* Explore the material *
- A) Transcribe the forum thread about frequent rows with a single mum exactly, starting at "I feel for both" and ending at "in the world.".
- B) Pick up the forum thread about a teenager's frequent rows with a single mum and continue it from its last sentence.

* Text shown *
Frequent rows with my single mum and little support, what can I do?

4 replies

WorthyBear · 14/03/2026 15:54

Hi.
I don't know if I've put this under the correct topic, and if I've done it wrong, I do apologize.
I'm 17 years old, and I have a single-parent mum. I'm an only child, and my dad is a married man who had an affair with my mum. Me and my mum fight a lot. I think the older I get, the less I want to be patient with her. Shes gone through family stuff and health problems and there's no external family support aside from my uncle but he only ever agrees with my mum and doesn't even try listening to me. She tries her best with me. We live on the poverty line (I'm talking free school meals since I'd started school, universal credit, I currently have a 16-18 government bursary, and I'm trying to figure out how I am going to afford uni) and she's now working overtime cus Dad stopped supporting us. Point is, we fight a lot over lots of things, about how she shouldn't have had me knowing I wouldn't have a dad and she can't afford a child, how she doesn't listen to me or respect my privacy (she'll watch me in changing rooms when we go shopping and she'll just walk into my room occasionally and i'm not allowed to have my door closed unless I'm sleeping) and sometimes she just goads me into a fight if ive come home stressed or overwhelmed or if i feel sick. Recently ive started trying for an endometriosis diagnosis. I've struggled for years but she never took me to the GP so i had to ask my biology teacher how to book an appointment cus i didnt know how to do that. She's very mean to me about it, she has Crohn's and rheumatoid arthritis and she always seems to have this need to struggle worse ??? At the minute we've had this big fight cus I'd just come home from a long day at college and she was immediately asking me to do lots of things while i was taking off my shoes and i got very angry and yelled at her cus i just wanted a minute to myself and she walked up to me really fast and i got scared cus she used to hit me when i was really small so i started to apologise and then she tried to force me out of the house and now she wont speak to me at all after squeezing my arms really hard and throwing my bag at me (it has my laptop in so its really really heavy) and i dont know what to do

OP posts:
Miloarmadillo2 · 14/03/2026 17:32

I feel for both of you, to be honest. It must be hard being a single parent, struggling for money, working a lot and dealing with health issues. Equally it’s difficult to be growing up without much money, with a parent who isn’t giving you the support you need emotionally, with health struggles of your own and trying to figure out your way in the world.

* Information provided *

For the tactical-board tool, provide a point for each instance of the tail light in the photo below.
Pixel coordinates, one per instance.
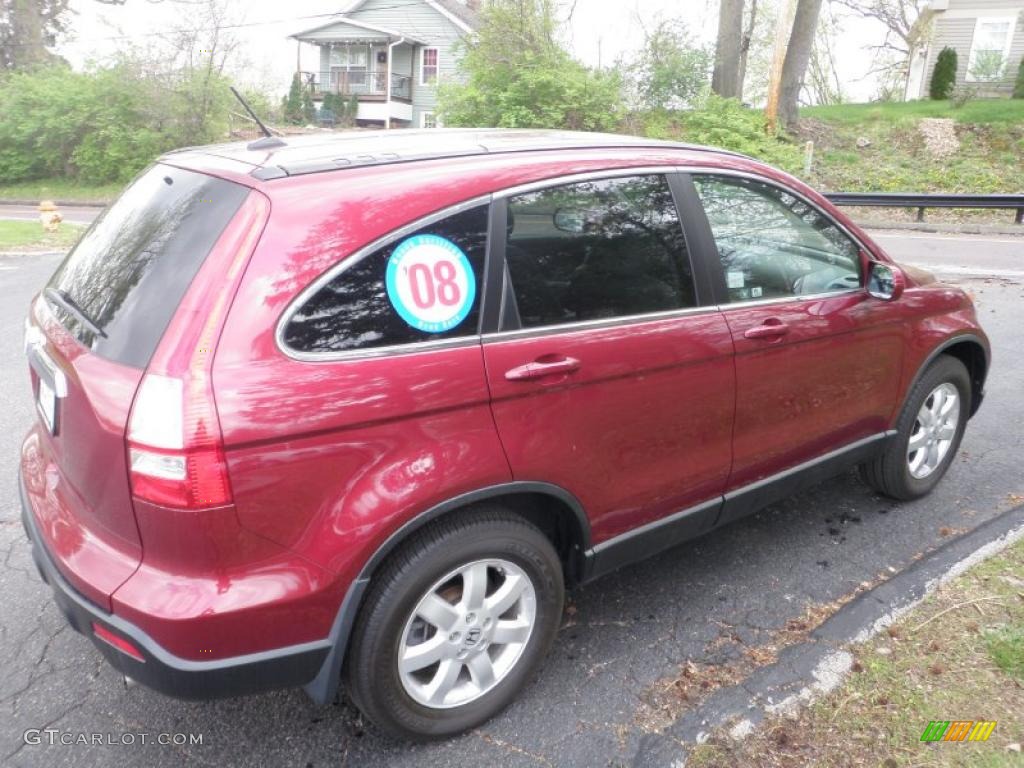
(117, 641)
(175, 446)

* Answer list *
- A)
I feel for both of you, to be honest. It must be hard being a single parent, struggling for money, working a lot and dealing with health issues. Equally it’s difficult to be growing up without much money, with a parent who isn’t giving you the support you need emotionally, with health struggles of your own and trying to figure out your way in the world.

- B)
Even the teens with the best relationships with their parents struggle with this stage - you need to separate from her to find your own way and that involves a renegotiation of the relationship.
It’s not clear who is throwing the verbal
punches about she shouldn’t have had you? That’s a really hurtful thing to say.
Is she struggling with you growing up? How will she feel about the empty nest when you leave? You should be able to get full tuition and maintenance loans for uni and it’s possible to live on those if you think about cost of living where you choose to study. You have everything ahead of you - a bit of distance from Mum will either allow you to see that she’s a fallible person doing her best in a tough situation or make it clear that actually your home life was not great and you can make different choices for your future family.

Pinkladyapplepie · 15/03/2026 08:42

There are ppl in college you can talk to, go see the college nurse. They can help with all sorts of things, even get you counselling if that would help.
Your Mum is being abusive and she may have her own stuff going on but that is not an excuse.
Your Dad legally is supposed to financially support you whilst in full time education until the September after you leave or 19 which ever comes first. (Not uni).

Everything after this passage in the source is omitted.